## ASSIGNED TASK 1
In the news text on the U.S. dairy trade challenge, what share of Canada's dairy market did Canada agree to open to U.S. dairy farmers under the USMCA?
## ASSIGNED TASK 2
Continue the news text about the U.S. challenge to Canada's dairy quotas from after its final sentence.

WASHINGTON (Reuters) -The United States said on Wednesday it was challenging Canada’s allocation of dairy tariff-rate quotas in the U.S.-Mexico-Canada Agreement (USMCA) dispute settlement system, marking the first enforcement action under the 5-month-old trade pact.
“Canada’s measures violate its commitments and harm U.S dairy farmers and producers,” U.S. Trade Representative Robert Lighthizer said in a statement.
If the United States and Canada are not able to resolve Washington’s concerns through consultations, the United States may request the establishment of a USMCA dispute settlement panel on the issue, the USTR said.
“We are disappointed that Canada’s policies have made this first ever enforcement action under the USMCA necessary to ensure compliance with the agreement,” Lighthizer said.
In Ottawa, Canadian International Trade Minister Mary Ng told reporters that “I’m very confident that Canada is meeting its obligations under the USMCA”.
Canada’s entrenched “supply management” system of steep tariffs, quotas and price supports for its dairy sector was a point of contention for Lighthizer during more than two years of negotiations to revamp the 1994 North American Free Trade Agreement.
As part of the USMCA deal, Canada agreed to provide U.S. dairy farmers access to about 3.5% of the $16 billion a year market allowing for increased exports of some products like skim milk and milk proteins to Canada. The deal keeps supply management largely intact.

## DATA LISTING
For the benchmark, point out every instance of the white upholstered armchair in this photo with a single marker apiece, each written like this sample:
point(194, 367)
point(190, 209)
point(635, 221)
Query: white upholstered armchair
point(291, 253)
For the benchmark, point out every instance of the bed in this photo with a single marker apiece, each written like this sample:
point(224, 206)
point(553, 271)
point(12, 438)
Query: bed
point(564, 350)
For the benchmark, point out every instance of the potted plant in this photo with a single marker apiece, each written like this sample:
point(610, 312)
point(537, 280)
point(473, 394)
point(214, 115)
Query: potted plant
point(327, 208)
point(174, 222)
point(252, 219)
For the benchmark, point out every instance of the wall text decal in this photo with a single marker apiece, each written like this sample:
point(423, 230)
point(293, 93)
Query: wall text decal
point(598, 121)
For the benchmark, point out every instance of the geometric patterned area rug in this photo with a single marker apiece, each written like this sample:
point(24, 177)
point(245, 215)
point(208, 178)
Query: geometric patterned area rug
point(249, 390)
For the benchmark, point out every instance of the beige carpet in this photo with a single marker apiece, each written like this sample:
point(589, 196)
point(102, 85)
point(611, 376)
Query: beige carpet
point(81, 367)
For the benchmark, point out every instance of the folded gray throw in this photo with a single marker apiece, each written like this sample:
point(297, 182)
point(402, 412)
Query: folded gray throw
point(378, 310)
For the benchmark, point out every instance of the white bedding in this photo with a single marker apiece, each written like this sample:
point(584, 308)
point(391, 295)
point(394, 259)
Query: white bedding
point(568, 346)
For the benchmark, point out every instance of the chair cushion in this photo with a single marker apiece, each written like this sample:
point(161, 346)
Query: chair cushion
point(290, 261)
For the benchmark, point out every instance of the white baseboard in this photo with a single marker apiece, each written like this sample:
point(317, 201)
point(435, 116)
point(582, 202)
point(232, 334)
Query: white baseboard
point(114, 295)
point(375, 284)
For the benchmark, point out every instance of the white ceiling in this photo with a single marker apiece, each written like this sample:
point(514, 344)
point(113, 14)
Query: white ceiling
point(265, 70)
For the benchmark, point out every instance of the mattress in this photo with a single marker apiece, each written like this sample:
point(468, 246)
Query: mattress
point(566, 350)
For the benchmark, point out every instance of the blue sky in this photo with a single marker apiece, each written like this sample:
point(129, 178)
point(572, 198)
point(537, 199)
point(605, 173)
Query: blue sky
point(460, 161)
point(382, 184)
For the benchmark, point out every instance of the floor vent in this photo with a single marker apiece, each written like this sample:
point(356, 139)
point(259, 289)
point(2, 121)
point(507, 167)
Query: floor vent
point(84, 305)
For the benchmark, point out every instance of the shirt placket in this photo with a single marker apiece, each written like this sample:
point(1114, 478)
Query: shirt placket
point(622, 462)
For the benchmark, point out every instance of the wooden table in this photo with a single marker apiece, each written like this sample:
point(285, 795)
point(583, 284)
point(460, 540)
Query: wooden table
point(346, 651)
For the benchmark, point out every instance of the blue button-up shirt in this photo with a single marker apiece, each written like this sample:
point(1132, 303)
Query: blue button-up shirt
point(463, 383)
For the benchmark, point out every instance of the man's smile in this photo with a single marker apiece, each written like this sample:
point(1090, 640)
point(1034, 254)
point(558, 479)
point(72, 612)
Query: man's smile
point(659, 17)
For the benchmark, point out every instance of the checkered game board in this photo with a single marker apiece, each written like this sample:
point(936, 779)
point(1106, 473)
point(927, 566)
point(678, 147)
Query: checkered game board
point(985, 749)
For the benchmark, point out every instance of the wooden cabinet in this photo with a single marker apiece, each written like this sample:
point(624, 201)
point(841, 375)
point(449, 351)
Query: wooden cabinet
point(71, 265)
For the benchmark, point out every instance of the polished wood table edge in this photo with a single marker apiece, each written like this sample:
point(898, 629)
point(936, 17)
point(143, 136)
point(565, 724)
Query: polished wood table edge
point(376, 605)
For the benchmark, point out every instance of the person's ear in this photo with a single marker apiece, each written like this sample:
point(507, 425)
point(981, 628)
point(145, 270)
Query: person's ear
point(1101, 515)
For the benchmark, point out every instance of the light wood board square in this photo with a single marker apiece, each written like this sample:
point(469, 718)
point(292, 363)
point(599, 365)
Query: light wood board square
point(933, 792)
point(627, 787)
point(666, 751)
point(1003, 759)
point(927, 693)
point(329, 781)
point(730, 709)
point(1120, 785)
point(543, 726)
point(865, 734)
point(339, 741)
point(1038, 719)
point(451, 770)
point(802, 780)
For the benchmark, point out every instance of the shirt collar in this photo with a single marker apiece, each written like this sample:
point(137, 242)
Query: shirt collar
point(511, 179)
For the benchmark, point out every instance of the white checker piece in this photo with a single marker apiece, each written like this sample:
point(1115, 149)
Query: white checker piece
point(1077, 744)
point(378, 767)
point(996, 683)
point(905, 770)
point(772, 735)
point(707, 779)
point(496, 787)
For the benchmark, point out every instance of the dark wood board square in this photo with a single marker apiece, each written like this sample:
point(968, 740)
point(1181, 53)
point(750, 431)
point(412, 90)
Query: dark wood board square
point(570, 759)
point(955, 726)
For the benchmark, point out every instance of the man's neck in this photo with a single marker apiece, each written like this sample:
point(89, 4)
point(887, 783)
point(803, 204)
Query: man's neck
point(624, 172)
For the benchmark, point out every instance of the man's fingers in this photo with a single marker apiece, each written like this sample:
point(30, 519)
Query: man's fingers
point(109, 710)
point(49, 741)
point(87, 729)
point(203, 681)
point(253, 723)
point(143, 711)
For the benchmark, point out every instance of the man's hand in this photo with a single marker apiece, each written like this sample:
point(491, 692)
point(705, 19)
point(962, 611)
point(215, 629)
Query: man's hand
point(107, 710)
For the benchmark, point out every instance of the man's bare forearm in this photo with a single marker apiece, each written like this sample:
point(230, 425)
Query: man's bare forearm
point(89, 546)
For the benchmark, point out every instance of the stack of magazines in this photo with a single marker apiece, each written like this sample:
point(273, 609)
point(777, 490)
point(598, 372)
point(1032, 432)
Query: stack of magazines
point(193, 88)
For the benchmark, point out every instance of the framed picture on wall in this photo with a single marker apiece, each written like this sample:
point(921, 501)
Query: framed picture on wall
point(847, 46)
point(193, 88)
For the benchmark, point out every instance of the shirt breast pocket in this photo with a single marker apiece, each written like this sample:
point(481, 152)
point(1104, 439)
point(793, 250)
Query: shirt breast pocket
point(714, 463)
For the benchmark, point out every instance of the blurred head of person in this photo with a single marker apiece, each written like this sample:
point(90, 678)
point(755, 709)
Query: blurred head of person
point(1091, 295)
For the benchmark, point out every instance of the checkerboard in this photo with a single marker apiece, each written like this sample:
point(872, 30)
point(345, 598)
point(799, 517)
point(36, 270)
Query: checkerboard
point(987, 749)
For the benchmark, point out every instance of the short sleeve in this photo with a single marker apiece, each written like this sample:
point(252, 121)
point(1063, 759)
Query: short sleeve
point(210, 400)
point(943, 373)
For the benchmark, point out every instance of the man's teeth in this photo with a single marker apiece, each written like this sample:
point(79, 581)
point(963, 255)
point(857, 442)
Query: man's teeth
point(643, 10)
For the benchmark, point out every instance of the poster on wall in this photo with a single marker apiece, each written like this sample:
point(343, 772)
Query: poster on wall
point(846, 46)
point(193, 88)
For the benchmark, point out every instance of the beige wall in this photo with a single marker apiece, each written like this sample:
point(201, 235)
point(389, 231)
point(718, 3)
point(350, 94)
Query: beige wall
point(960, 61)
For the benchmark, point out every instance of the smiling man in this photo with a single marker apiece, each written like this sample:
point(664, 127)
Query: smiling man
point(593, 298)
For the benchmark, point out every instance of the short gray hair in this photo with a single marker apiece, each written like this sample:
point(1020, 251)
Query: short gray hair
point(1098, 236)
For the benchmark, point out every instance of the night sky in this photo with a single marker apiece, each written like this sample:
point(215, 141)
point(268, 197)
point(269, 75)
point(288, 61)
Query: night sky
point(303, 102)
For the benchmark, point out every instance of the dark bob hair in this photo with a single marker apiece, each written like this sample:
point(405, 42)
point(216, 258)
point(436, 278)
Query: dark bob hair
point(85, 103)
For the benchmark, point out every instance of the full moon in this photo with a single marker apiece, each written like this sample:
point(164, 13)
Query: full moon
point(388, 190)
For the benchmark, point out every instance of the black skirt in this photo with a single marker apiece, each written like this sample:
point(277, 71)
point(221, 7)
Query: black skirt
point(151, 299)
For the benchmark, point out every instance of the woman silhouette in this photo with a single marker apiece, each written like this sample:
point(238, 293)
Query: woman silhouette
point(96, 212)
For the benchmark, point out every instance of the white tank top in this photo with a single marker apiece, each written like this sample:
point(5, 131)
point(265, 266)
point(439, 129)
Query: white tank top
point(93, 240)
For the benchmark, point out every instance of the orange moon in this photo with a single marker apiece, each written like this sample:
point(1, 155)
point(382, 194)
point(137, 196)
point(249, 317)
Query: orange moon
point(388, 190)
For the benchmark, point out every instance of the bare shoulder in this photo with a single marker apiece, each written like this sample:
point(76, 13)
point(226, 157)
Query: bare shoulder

## RESULT 1
About 3.5% of the $16 billion a year market.

## RESULT 2
USTR said Canada has the right under USMCA to maintain tariff rate quotas (TRQs), which impose tariffs on imports above certain volumes, on 14 dairy products from ice cream to cheese. But USTR said that Canada in October published notices reserves a percentage of the quotas for processors and “further processors” which it says limits U.S. access and violates USMCA commitments.
USTR’s move won support from top trade lawmakers in Congress, including both Democrats and Republicans.
Representative Kevin Brady, the top Republican on the tax- and trade-focus House Ways and Means Committee, said Lighthizer “is right to use our powerful new dispute settlement system in USMCA to challenge Canada’s discrimination against American dairy products.
Representative Richard Neal, the panel’s Democratic chairman concurred, adding that he looked forward to future USTR enforcement actions against Mexico “that will effectively support Mexico’s labor reform and address longstanding and persistent labor violations in Mexico.”